[Stated problem 1]
In the text on the Liberian Institute of CPAs below, which English-speaking West African country was the only one not yet administering the ATSWA exam?
[Stated problem 2]
Write a further paragraph that picks up after the final sentence of the text on the Liberian Institute of CPAs below.

In 2008, the LICPA joined the national institutes of Ghana and Nigeria in promoting a semi-professional credentialing examinations known as the Accounting Technicians Scheme, West Africa (ATSWA. The ATSWA exams, which are a uniform mid level exam for accountants in West Africa, are currently administered in English speaking West Africa under the auspices of the Association of Accountancy Bodies in West Africa (ABWA) of which the LICPA is a founding member. ATSWA exams is currently administered, as a foundation professional exam for aspiring professional accountants, in all but one English-speaking countries in West Africa, the sole exception being The Gambia, which expects to commence the ATSWA exam in September, 2014.
Professional Examinations
The LICPA does not yet have a full professional accounting credentialing program of its own. However, under a Memorandum of Understanding signed with the Institute of Chartered Accountants, Ghana (ICAG)in 2010, the LICPA, starting 2011, administers the professional accounting examination of the Ghanaian Institute as the LICPA's pre-admission exams. Based on the results of that examination, a successful LICPA candidate becomes eligible for admission into the Institute as a Certified Public Accountant (CPA), Liberia and also into the Ghanaian Institute as a Chartered Accountant, Ghana (CA, Gh).
Accounting Education in Liberian Universities
Under funding provided by the United States Agency for International Development (USAID) under its Governance Economic Management Support (GEMS) program to Liberia, the Liberian Institute has, starting September 2013, launched a program, called Syllabi Integration Program (SIP), which aims to raise the standards of accounting education in Liberia to a global level within five years, and in the process also correct a number of ills that are endemic in the educational system of Liberia. Under the Program, the Institute integrates the syllabi of the two credentialing programs mentioned above (ATSWA and the ICAG Professional exams) into the accounting curricula of Liberian tertiary institutions of learning that elect to partner with the LICPA in its national capacity building effort. The syllabi integration is such that students in participating schools are expected to qualify as professional accountants by the time they meet standard academic requirements for graduation or be close to doing so by then. The idea is that having been brought that close to professional qualification, students in participating schools who do not qualify as professional accountants by the time they complete the academic requirements of each participating school will, on their own seek professional qualification on their own even after graduation. The Institute expects that this way, it will substantially increase number of Liberian professional accountants, who are currently in very short supply.

[Records shown]

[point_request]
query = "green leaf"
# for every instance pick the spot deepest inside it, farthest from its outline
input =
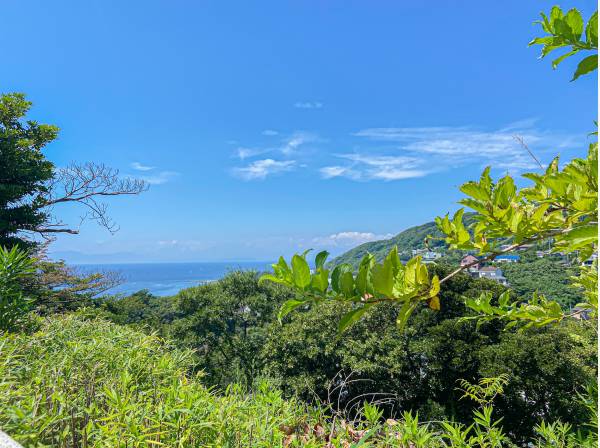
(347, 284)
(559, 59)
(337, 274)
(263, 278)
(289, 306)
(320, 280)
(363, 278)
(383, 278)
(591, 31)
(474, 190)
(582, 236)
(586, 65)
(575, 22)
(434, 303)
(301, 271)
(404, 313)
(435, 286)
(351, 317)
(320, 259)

[Expected output 1]
The Gambia, which expected to begin the ATSWA exam in September 2014.

[Expected output 2]
Under the Program student in participating schools are required to pass corresponding external exams administered by LICPA, as part of the credentialing programs outlined above, in order to obtain academic credit in his school. However, the Council of the Institute recognizes that, unless suitably ameliorated, that requirement is inherently unfair to students at participating institutions where, with rare exceptions, the instructors who teach in those schools are unfamiliar with professional accounting exams. To address that challenge, the Institute works in collaboration with the Liberian Institute of Public Administration (LIPA), a funding beneficiary of the GEMS program of the USAID in Liberia. Thus under funding provided for the purpose by the USAID, the two Liberian capacity building institutes hire the services of experienced expatriate professional accountants who teach at participating universities as full-time instructors whose specific brief includes coaching students in each participating university to pass the LICPA's semi-professional and its full professional exams. Together with GEMS, the two partnering institutes hire the instructors; LIPA handles administration of the Program while the LICPA concentrates on the academic aspects of the Program.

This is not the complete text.